Material for the task:
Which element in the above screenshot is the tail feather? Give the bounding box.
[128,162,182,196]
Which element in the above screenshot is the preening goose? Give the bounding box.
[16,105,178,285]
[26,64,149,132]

Instruction:
Recast all of the entries above as a numbered list with one line per item, skipping any blank lines.

Written solution:
1. Which element in the above screenshot is the tail feather? Give the bounding box.
2. [128,162,182,196]
3. Which element in the above screenshot is the preening goose? Give the bounding box.
4. [16,105,178,285]
5. [26,64,149,132]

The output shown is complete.